• Material provided:
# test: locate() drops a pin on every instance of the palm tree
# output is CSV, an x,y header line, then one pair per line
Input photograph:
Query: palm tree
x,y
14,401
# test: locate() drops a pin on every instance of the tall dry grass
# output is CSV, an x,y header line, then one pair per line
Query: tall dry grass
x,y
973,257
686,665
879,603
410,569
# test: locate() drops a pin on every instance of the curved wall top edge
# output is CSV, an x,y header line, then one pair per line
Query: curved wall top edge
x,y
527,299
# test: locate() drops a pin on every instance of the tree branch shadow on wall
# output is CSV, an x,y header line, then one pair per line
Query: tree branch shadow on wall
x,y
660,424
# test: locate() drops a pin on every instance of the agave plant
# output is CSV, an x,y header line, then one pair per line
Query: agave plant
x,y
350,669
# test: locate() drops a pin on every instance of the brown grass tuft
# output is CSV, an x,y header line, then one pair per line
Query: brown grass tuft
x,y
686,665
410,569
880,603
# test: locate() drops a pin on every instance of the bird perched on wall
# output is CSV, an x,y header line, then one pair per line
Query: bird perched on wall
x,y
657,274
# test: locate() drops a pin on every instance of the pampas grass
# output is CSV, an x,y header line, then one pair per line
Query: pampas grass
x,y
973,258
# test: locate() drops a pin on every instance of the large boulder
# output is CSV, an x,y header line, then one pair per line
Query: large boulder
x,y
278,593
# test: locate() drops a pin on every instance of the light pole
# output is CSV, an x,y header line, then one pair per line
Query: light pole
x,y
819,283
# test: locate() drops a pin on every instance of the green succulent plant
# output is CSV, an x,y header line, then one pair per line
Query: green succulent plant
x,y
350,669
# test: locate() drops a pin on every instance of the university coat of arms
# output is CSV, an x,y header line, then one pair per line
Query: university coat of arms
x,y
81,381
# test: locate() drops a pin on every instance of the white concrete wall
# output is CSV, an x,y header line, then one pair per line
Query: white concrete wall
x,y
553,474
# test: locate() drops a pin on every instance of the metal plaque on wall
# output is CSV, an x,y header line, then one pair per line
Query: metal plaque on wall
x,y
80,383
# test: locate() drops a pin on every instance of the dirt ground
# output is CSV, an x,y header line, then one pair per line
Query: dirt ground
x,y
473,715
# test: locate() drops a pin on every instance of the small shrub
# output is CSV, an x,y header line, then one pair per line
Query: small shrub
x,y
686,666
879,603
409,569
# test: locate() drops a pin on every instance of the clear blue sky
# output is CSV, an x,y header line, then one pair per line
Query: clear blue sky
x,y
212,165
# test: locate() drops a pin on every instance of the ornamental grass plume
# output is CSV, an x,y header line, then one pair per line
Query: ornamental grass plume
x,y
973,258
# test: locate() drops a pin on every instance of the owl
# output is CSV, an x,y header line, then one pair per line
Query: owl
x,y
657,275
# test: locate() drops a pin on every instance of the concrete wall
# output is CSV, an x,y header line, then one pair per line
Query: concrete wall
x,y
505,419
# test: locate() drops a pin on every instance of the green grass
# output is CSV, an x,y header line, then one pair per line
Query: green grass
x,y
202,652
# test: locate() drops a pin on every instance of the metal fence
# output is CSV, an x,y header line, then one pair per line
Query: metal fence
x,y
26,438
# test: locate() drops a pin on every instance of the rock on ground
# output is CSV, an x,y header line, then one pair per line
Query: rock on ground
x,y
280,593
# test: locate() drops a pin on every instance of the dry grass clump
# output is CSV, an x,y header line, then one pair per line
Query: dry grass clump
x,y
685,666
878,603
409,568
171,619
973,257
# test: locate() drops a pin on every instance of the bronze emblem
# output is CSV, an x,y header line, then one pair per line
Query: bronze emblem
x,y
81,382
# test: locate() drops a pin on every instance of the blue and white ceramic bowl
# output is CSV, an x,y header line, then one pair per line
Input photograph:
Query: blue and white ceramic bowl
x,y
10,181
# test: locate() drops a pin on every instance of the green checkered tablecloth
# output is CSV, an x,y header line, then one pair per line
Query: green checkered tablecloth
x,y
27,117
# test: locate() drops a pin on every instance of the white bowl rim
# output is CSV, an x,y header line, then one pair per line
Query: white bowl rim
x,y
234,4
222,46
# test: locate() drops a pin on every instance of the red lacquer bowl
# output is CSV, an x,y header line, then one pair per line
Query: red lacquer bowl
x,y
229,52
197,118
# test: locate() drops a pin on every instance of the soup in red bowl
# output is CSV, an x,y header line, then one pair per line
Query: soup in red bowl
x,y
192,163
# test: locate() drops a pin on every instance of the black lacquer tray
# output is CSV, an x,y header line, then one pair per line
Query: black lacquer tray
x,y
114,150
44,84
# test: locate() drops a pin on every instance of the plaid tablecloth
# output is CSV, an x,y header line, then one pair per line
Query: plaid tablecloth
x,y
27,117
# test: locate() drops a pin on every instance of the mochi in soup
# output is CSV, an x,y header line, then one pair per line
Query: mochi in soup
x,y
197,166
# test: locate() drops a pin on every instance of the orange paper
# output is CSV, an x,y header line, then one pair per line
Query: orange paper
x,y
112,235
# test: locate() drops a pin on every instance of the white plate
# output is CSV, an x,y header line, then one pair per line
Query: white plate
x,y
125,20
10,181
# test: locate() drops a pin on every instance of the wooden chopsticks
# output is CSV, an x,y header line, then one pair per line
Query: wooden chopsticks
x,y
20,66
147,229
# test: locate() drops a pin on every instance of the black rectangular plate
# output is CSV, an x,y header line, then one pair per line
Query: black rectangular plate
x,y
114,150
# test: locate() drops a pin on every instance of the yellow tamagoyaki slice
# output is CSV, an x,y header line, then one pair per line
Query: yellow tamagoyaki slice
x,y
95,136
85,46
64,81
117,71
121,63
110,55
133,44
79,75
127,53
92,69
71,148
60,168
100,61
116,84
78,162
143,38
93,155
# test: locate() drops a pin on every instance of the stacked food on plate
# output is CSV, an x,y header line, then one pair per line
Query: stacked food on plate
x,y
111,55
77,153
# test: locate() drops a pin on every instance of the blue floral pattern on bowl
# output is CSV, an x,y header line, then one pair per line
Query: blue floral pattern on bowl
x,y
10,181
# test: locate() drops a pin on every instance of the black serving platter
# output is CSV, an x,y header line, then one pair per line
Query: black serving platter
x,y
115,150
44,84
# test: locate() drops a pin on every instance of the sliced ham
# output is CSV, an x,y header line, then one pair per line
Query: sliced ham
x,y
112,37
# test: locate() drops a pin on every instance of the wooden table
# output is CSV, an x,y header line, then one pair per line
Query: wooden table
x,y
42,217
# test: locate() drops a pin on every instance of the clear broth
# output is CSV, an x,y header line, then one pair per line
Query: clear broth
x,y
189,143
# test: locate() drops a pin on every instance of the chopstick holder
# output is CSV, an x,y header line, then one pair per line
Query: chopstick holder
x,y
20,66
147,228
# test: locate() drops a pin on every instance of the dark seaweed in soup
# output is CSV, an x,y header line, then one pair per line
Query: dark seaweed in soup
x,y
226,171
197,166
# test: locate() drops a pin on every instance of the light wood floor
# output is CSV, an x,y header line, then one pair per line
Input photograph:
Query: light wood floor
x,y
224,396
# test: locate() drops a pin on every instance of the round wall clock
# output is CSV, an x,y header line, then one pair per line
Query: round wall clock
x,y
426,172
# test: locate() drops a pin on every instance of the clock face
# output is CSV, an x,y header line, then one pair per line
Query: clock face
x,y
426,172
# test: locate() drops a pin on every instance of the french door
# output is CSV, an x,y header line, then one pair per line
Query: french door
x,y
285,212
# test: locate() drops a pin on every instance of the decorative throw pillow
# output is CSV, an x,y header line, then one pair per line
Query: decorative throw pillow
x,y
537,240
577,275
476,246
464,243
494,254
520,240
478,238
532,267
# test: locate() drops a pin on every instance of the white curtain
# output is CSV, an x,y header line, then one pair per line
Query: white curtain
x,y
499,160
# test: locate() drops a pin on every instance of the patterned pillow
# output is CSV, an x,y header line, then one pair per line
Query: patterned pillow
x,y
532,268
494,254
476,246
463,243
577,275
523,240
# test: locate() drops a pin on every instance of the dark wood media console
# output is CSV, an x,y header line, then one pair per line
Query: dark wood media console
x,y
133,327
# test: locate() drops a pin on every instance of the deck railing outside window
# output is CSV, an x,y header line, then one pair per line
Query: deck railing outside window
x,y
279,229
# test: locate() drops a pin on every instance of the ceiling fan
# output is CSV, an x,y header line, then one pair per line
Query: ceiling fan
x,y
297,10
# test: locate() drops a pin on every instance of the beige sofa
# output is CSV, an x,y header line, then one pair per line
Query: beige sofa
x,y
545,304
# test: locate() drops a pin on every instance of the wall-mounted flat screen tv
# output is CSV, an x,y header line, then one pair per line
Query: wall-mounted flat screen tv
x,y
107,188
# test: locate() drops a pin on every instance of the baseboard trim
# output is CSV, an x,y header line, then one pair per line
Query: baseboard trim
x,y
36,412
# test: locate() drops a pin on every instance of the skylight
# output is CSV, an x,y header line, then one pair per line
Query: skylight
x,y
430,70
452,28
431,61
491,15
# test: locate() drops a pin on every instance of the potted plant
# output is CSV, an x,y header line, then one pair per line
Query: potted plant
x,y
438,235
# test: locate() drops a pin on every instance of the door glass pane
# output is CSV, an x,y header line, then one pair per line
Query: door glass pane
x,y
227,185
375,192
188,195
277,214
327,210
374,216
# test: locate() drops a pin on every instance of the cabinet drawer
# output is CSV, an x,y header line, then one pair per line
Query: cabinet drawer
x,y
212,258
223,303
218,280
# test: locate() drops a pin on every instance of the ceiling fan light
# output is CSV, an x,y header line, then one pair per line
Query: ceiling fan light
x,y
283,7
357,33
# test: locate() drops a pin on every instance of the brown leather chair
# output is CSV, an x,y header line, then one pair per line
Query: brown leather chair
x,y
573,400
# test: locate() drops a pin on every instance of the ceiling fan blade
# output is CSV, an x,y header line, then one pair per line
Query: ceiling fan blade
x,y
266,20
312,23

• Exercise objective: Restate the data verbatim through the "the light pole" line.

• Exercise solution:
# test: locate() drops a pin on every instance of the palm tree
# output is CSV, an x,y header line, then one pair per line
Input photograph:
Query: palm tree
x,y
14,401
# test: locate() drops a pin on every instance of the tall dry grass
# output is CSV, an x,y header line, then one pair per line
Query: tall dry grass
x,y
973,257
686,665
879,603
410,569
# test: locate() drops a pin on every instance of the curved wall top edge
# output is CSV, an x,y header line, then one pair per line
Query: curved wall top edge
x,y
527,299
# test: locate() drops a pin on every instance of the tree branch shadow on wall
# output is CSV, an x,y header line, then one pair per line
Query: tree branch shadow on wall
x,y
660,424
# test: locate() drops a pin on every instance of the agave plant
# output is CSV, an x,y header line, then one pair per line
Query: agave plant
x,y
350,669
# test: locate() drops a pin on every instance of the brown grass tuft
# output is CSV, an x,y header line, then one pair per line
Query: brown grass tuft
x,y
686,665
410,569
880,603
# test: locate() drops a pin on every instance of the bird perched on wall
# output is CSV, an x,y header line, then one pair per line
Query: bird perched on wall
x,y
657,274
# test: locate() drops a pin on every instance of the pampas grass
# output is CSV, an x,y header line, then one pair per line
Query: pampas grass
x,y
973,258
# test: locate() drops a pin on every instance of the large boulder
# output is CSV, an x,y header line, then one pair per line
Query: large boulder
x,y
278,593
# test: locate() drops a pin on every instance of the light pole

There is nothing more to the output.